══ Exercise materials

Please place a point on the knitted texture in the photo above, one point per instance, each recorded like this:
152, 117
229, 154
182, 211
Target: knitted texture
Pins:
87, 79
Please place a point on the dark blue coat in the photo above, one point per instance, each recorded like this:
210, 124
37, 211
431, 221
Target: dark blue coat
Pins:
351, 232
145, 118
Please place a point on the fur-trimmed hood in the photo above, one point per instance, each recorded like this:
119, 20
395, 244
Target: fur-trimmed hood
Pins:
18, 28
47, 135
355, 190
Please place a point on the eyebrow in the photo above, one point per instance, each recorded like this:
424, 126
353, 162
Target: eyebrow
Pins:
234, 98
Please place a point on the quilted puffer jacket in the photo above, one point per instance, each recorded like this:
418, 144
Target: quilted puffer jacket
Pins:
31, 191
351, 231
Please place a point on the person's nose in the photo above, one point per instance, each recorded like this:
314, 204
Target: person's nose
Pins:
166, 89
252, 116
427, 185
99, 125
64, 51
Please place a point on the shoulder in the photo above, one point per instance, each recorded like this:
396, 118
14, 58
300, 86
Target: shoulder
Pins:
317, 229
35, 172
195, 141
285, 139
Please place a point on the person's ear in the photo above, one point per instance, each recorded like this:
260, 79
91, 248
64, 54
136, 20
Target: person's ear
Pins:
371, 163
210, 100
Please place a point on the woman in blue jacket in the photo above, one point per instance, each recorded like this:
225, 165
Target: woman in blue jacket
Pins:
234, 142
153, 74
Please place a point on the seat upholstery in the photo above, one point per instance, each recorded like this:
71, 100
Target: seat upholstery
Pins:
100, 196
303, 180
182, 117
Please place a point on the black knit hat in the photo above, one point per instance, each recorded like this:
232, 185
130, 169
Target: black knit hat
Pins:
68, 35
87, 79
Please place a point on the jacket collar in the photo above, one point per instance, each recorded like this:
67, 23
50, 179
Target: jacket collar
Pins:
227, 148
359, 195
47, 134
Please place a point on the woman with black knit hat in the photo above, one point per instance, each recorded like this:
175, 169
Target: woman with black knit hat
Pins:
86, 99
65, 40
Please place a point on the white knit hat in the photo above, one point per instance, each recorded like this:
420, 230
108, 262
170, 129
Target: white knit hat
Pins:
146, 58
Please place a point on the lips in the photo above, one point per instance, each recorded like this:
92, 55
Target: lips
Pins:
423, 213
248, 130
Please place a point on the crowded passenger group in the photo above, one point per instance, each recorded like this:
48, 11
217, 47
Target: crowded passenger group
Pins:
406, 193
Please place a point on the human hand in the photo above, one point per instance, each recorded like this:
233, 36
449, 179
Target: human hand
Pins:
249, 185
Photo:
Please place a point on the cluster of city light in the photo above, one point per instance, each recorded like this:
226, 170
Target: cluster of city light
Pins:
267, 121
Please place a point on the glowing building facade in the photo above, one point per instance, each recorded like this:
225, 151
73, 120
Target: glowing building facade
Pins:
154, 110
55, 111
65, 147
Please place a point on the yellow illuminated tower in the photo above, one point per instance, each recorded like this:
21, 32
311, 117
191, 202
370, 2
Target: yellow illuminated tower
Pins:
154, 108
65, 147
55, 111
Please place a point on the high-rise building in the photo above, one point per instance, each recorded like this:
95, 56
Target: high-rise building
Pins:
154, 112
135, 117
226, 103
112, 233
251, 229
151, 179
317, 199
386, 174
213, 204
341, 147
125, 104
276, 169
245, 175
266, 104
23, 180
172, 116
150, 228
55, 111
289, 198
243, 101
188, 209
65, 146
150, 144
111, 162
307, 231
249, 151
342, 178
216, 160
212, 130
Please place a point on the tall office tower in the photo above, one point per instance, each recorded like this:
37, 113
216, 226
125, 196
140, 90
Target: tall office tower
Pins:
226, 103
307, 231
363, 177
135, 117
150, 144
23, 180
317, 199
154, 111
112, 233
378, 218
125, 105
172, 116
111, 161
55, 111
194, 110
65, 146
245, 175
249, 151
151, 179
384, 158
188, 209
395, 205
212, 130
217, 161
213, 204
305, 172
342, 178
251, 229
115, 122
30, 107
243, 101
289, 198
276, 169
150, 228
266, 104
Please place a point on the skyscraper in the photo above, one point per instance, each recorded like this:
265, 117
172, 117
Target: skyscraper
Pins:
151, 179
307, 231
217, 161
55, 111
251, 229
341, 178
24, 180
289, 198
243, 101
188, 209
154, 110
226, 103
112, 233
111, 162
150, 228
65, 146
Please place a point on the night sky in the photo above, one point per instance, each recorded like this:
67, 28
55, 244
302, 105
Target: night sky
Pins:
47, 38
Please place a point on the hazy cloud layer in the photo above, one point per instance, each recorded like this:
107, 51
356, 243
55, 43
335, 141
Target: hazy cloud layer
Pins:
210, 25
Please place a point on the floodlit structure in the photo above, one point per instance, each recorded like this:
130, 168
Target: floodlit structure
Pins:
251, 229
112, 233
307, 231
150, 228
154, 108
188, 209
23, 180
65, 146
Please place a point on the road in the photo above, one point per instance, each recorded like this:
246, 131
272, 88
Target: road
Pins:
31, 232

════

• **What you have to do**
Each line with "office" in it must be identified and copied from the material.

• **Answer area**
Please place a point on the tall office tower in the photo above, one point per instance, each recorded like this:
Target: tall office tower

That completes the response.